-------- INFORMATION GIVEN --------

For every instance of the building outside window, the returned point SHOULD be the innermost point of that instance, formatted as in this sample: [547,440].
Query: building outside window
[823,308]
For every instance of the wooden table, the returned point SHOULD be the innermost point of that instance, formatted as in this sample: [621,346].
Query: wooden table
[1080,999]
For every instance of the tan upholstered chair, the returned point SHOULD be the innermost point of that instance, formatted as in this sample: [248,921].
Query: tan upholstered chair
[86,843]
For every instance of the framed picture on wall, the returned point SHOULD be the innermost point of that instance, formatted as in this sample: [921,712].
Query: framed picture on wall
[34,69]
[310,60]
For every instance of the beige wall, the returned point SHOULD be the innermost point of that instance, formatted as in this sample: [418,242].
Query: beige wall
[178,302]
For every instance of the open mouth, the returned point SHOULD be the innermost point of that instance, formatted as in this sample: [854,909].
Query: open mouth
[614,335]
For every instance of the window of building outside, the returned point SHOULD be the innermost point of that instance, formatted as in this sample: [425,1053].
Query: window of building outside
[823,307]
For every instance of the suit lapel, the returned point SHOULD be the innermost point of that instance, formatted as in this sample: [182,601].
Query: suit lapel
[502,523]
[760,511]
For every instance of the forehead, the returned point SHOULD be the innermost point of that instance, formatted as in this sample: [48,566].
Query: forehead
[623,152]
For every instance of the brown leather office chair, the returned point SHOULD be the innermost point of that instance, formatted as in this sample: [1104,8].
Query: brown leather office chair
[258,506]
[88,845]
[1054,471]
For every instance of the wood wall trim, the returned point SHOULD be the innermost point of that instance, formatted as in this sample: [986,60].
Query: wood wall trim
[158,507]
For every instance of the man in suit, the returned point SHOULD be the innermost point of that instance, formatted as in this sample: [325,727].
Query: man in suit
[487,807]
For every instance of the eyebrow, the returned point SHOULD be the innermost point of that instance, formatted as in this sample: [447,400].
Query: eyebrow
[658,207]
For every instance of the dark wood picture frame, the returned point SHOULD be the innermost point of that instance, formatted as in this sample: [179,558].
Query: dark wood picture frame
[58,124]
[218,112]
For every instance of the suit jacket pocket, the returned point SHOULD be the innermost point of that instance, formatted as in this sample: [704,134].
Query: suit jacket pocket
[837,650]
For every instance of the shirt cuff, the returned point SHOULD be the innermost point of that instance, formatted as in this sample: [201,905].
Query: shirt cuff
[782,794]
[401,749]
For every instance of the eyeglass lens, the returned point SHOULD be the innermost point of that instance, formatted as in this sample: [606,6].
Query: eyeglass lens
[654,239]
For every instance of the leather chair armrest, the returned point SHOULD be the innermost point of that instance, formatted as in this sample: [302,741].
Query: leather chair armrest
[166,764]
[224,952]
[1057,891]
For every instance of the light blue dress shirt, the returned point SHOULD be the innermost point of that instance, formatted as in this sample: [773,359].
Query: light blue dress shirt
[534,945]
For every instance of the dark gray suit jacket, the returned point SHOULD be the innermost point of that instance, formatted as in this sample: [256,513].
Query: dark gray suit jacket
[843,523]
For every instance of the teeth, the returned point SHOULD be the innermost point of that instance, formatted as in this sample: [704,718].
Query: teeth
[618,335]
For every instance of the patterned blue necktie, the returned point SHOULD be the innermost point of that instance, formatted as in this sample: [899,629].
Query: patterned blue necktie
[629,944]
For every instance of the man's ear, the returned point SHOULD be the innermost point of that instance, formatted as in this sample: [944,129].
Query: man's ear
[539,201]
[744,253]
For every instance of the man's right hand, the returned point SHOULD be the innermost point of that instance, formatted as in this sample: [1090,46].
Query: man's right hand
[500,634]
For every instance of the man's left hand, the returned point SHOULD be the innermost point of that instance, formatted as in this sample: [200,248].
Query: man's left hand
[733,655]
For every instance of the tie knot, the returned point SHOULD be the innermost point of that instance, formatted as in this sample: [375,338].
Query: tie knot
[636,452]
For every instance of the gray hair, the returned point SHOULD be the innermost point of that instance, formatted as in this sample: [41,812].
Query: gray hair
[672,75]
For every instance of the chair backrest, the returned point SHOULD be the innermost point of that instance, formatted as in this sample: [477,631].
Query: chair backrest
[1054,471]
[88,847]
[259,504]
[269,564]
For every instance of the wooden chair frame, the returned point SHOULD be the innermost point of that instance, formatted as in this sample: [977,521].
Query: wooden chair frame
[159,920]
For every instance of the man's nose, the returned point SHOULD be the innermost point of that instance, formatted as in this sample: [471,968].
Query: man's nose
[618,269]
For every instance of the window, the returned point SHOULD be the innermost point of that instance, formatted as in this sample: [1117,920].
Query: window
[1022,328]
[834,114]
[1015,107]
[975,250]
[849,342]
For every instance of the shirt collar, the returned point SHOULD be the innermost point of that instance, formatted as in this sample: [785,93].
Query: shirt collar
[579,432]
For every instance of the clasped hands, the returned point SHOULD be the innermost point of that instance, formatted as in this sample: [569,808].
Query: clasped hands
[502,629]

--------
-------- INFORMATION GIVEN --------

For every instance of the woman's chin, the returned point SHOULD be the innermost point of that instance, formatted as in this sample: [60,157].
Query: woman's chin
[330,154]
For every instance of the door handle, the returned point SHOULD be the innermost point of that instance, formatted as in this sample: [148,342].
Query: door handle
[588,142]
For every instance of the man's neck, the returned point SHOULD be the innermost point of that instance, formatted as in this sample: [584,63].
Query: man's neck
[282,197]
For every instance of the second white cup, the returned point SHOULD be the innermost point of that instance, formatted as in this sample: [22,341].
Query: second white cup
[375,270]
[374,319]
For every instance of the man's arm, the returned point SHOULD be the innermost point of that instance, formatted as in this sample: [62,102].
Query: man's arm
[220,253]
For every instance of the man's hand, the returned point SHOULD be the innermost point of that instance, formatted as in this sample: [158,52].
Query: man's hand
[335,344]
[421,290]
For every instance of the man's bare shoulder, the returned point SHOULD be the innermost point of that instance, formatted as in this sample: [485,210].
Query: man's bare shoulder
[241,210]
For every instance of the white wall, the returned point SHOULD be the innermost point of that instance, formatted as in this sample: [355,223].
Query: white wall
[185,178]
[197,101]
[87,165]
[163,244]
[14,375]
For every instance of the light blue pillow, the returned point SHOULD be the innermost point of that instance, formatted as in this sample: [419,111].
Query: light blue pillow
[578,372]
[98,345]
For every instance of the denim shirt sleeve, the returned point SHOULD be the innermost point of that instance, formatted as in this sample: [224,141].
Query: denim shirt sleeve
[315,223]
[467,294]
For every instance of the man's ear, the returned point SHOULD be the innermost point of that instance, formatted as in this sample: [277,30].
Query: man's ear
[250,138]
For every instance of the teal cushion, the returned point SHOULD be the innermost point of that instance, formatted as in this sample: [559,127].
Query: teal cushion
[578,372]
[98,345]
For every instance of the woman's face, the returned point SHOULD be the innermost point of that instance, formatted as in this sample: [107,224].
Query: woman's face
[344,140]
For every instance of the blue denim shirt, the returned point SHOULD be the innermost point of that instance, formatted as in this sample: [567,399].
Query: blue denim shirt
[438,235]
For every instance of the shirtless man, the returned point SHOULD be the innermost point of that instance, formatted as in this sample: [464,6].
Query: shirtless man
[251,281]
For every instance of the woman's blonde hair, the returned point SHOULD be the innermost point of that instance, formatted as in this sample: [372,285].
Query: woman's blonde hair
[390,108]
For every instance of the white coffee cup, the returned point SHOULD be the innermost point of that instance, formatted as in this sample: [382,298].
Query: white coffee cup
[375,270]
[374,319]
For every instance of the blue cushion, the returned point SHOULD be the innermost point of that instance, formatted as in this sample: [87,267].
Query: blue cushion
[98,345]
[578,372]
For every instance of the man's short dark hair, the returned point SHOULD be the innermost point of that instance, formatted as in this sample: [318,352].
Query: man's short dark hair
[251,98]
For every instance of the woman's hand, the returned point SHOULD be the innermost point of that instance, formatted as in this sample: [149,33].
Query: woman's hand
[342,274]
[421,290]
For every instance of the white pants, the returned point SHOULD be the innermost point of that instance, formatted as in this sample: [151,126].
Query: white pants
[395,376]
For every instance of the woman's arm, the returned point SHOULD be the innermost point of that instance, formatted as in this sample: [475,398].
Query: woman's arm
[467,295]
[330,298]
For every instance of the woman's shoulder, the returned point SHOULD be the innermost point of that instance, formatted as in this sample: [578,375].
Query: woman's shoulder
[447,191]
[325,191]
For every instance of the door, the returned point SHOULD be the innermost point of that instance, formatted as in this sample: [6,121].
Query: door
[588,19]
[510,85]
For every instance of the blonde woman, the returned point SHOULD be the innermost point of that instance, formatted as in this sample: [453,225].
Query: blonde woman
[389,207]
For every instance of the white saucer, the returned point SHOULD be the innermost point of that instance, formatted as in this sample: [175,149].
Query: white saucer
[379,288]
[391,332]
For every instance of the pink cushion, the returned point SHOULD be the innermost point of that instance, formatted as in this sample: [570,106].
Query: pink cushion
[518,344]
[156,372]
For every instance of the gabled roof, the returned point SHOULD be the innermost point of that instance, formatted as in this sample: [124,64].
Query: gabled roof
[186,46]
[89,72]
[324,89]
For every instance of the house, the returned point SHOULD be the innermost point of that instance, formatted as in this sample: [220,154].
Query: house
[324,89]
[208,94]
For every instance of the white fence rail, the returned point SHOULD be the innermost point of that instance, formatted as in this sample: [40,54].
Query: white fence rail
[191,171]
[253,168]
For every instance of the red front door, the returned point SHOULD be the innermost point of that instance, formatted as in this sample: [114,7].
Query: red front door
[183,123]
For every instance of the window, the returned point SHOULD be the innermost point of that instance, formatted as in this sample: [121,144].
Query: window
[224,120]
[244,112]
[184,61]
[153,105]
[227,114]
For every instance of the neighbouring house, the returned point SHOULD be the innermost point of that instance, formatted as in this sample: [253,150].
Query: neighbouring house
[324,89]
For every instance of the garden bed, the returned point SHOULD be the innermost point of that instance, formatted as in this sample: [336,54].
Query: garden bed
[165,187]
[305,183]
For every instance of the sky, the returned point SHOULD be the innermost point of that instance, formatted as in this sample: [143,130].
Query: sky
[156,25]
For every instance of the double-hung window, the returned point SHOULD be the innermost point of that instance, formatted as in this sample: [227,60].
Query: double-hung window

--------

# EXERCISE REQUIREMENTS:
Please find every line in the records above that contains the string "handle" and copy each one. Case counts.

# RIGHT ANSWER:
For every instance of the door handle, the returned point SHOULD be the innermost point of that instance, formatted as in this sample: [148,342].
Query: door handle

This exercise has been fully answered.